Коллективизация. Когда в чешский язык вошло слово «кулак»
В послевоенной Чехословакии коммунисты обещали избирателям – «колхозов у нас не будет». Однако придя в 1948 году к власти, они принялись за ликвидацию деревенского уклада. Крестьян сгоняли в кооперативы, отбирали землю, которую столетиями, из поколения в поколение, обрабатывали семьи. Сотни граждан страны были репрессированы с ярлыком «кулак». Их бросали в тюрьмы, посылали на принудительные работы, изгоняли из дома, куда они не могли вернуться на протяжении сорока лет.
Об этом периоде истории Чехословакии Radio Prague Int. беседует с Марией Йилковой, сотрудницей Института исторических наук университета Пардубице, участвующей в проекте «Память народа».
– Не все наши слушатели знают, что в Чехословакии в принципе проходила коллективизация. Многие уверены, что и в период социализма здесь сохранились частные фермы, крестьянские хозяйства. Как это было на самом деле?
– В действительности в стране осталось минимальное количество частных хозяйств. Сохранились только маленькие подворья где-нибудь далеко в стороне от деревень, которые просто не интересовали земледельческие кооперативы. Людей, которые, несмотря на давление компартии, смогли удержать свое частное хозяйство, действительно было крайне мало. Абсолютное большинство хозяйств перешло в кооперативы.
– Как именно проходила коллективизация? Вы упомянули «давление со стороны компартии». В чем оно выражалось?

ЗАДАНИЕ –
Допишите продолжение отрывка о коллективизации в Чехословакии, начиная сразу после его последней фразы. Следующий далее список никак не связан с отрывком о коллективизации в Чехословакии.

Данные для обнаружения объектов –
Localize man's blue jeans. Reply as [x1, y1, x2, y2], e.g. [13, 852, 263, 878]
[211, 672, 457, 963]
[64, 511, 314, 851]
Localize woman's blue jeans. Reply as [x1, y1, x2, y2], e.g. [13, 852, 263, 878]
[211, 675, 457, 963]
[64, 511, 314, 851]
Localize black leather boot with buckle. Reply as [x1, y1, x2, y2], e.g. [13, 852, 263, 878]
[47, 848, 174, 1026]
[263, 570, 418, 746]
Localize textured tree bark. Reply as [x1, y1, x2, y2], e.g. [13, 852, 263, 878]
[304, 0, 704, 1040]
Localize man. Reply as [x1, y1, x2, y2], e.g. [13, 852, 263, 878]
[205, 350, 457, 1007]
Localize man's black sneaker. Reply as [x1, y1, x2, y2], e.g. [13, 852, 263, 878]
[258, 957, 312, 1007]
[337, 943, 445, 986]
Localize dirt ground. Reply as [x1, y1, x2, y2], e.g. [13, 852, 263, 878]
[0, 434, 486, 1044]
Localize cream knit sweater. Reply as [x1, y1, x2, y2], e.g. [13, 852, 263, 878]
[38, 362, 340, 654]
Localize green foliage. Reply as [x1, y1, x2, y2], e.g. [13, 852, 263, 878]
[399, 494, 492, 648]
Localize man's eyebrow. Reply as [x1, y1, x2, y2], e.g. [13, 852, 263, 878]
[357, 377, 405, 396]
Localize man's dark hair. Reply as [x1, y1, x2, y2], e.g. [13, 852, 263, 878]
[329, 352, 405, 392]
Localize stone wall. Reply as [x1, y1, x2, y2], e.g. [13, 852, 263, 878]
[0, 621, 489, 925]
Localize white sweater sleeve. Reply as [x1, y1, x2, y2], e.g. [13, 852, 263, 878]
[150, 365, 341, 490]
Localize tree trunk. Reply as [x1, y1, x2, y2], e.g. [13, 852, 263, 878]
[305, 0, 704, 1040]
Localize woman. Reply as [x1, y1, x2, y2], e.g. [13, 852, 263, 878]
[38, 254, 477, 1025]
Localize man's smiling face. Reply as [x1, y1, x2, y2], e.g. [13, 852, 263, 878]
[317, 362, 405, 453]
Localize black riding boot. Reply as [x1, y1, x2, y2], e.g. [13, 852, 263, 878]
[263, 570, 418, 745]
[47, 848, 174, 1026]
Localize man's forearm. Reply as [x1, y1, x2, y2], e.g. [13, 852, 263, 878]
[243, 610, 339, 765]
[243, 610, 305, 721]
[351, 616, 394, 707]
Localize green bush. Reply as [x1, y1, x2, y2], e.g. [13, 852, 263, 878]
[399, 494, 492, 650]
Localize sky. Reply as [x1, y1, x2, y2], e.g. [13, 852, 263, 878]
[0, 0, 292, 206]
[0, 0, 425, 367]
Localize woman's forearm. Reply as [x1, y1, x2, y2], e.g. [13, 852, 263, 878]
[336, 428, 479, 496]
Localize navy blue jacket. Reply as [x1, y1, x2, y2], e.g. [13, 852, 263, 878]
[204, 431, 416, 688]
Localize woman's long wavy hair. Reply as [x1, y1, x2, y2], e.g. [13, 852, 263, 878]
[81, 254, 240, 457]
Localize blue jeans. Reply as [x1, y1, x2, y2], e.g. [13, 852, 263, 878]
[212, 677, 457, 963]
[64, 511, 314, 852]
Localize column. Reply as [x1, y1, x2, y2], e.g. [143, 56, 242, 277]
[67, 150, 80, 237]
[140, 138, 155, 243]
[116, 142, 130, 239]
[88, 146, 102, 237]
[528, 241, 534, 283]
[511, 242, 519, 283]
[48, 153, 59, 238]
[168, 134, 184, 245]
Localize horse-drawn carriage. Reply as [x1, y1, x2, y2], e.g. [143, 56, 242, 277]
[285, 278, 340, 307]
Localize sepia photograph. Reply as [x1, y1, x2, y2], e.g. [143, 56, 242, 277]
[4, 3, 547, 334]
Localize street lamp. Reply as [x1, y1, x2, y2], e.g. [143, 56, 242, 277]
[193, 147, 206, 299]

ОТВЕТ –
– Здесь нужно вернуться в 1945 год, когда после окончания Второй мировой войны появилась Третья Чехословацкая республика, а коммунистическая партия готовила почву для взятия власти в свои руки. Сельскохозяйственная политика тогда играла огромную роль. Не будем идеализировать – жизнь чехословацкой деревни была сложной, большая часть земли принадлежала небольшому проценту населения, многим земельных участков не хватало. В то время компартия ничего не говорила о том, что хочет идти по пути Советского Союза, по пути коллективизации. И даже в мае 1948 года, когда КПЧ уже завладела всей властью в стране, в прессе вышло сообщение, что будет сохранено частное владение земельными участками площадью до 50 гектаров. Разумеется, не известно, до какой степени чехословацкие коммунисты верили в возможность следовать собственному пути при внедрении социализма в деревне.
«Мы не будем говорить о колхозах – мы будем их делать»
В июне 1948 года в Бухаресте прошла встреча Информбюро, то есть представителей компартий, на которой Югославию остро критиковали за подход к коллективизации. Досталось там и Чехословакии. Потом прошла встреча в Крыму президента Клемента Готвальда со Сталиным. По возвращении Готвальд заявил: «Мы не будем говорить о колхозах – мы будем их делать». Таким образом, заявление, что «мы не пойдем советским путем», развернулось на 180 градусов, и коллективизация в Чехословакии проводилась так же, как в 1920-е и 30-е годы в Советском Союзе.
– Как мы помним, в советской России коллективизация сопровождалась террором. Как это происходило в Чехословакии?
– Переломным моментом было приятие Закона о JZD – Единых сельскохозяйственных кооперативах в феврале 1949 года. Компартия ожидала, что люди с воодушевлением в них пойдут. Этого, однако, не произошло, и она перешла к жесткому давлению. У Советского Союза переняли подход к коллективизации под углом «классовой борьбы», то есть был выбран некий «классовый враг», и им был объявлен крестьянин-собственник (sedlák). Крестьяне, владевшие всего 15–20 гектарами, считались «деревенскими богатеями», то есть кулаками. Понятно, что это слово было взято из русского языка.
– И с тех пор слово «кулак» вошло в чешский язык?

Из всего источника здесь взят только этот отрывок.